Table 2. Characteristics of Copper CMP Effluent
Parameter	Typical range
Total copper	2.5-5.0 ppm
Dissolved copper(<0.2 µm)	2.5-5.0 ppm
Total organic carbon	50-100 ppm
Total suspended solids(>0.2µm)	350-700 ppm
Oxidation/reduction potential	250-500 mV
pH	7.0-7.5

Based on Motorola's internal CMP effluent analysis and information from the suppliers, the copper in the CMP effluent is almost completely soluble and is not associated with the abrasive. Table 2 summarizes results from the characterization work.

Given this analysis, most of the treatability work has been focused on various combinations of chemical addition, micro- and/or ultrafiltration, reverse osmosis and ion exchange. A typical treatment scheme meeting most of Motorola's requirements (remove the copper and discharge the nonhazardous abrasive solids to the site's industrial wastewater system and ultimately to the POTW) includes the sequence of operations shown in Figure 5. In this scheme, the oxidizer removal may be accomplished by any of several mechanisms, some of which require chemical addition; selection of the mechanism for this step is primarily based on treatment system location and capital/operating cost differences. The cation exchange canisters require periodic replacement and on-site or off-site regeneration. Fortunately, the collection and treatment infrastructure installed for concentrates can be modified to easily accommodate on-site regeneration of the canisters and copper recovery by electrowinning.

Fig. 5. A typical treatment scheme used to remove copper from the CMP effluent, ultimately discharging nonhazardous abrasive solids into the wastewater system.

This treatment scheme can achieve very high levels of copper removal from the relatively dilute CMP effluent. Pilot scale tests indicate copper removal well in excess of 95% can be achieved. Approximate capital equipment costs for this type of system are on the order of $250,000 for a nominal 10 gpm system and $500,000 for a nominal 100 gpm system. Depending on the oxidizer removal mechanism selected,this treatment scheme may have a relatively small footprint and be capable of subfab placement if necessary.

If water recycle is desired, some modifications to this system are necessary. TOC removal must be included, and the cation exchange capability must be expanded to include anion exchange. Several suppliers are working on derivatives of this scheme to eliminate all chemical addition steps and improve the quality of the water available for recycle if required. Development work in this area will continue with more design details and performance disclosure expected before the end of 1998.

****************

- **Set of tasks**
- A) Transcribe the part of the copper CMP effluent text between "Based on Motorola's" and "the characterization work.", inclusive.
- B) Pick up the copper CMP effluent text after its final sentence and keep writing.

****************

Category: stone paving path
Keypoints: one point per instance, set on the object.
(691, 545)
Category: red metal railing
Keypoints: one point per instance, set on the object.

****************

- **Answers for the exercise**
- A)
Based on Motorola's internal CMP effluent analysis and information from the suppliers, the copper in the CMP effluent is almost completely soluble and is not associated with the abrasive. Table 2 summarizes results from the characterization work.

- B)
Conclusion

As the industry migrates toward copper metalization, it is important to address the environment, health and safety impacts before processes are transferred to manufacturing to reduce the risk of delays resulting from EHS issues. Motorola has thoroughly evaluated the copper metalization processes and has developed a strategy for handling all waste streams and protecting employees and the environment. To handle concentrated copper wastes, an electrowinning system has been designed and installed that is robust enough to effectively treat concentrates from both the development and the manufacturing fabs. Dilute streams, such as rinsewaters, do not require treatment at this time. If discharge limits change or future regulations on copper for the semiconductor industry are promulgated, copper CMP effluent will likely become a candidate for treatment.

Preliminary effluent treatability studies have shown that a combination of oxidizer removal, micro- or ultrafiltration, and cation exchange can achieve high levels of copper removal. With some additional steps, water recycle from CMP effluent is also possible.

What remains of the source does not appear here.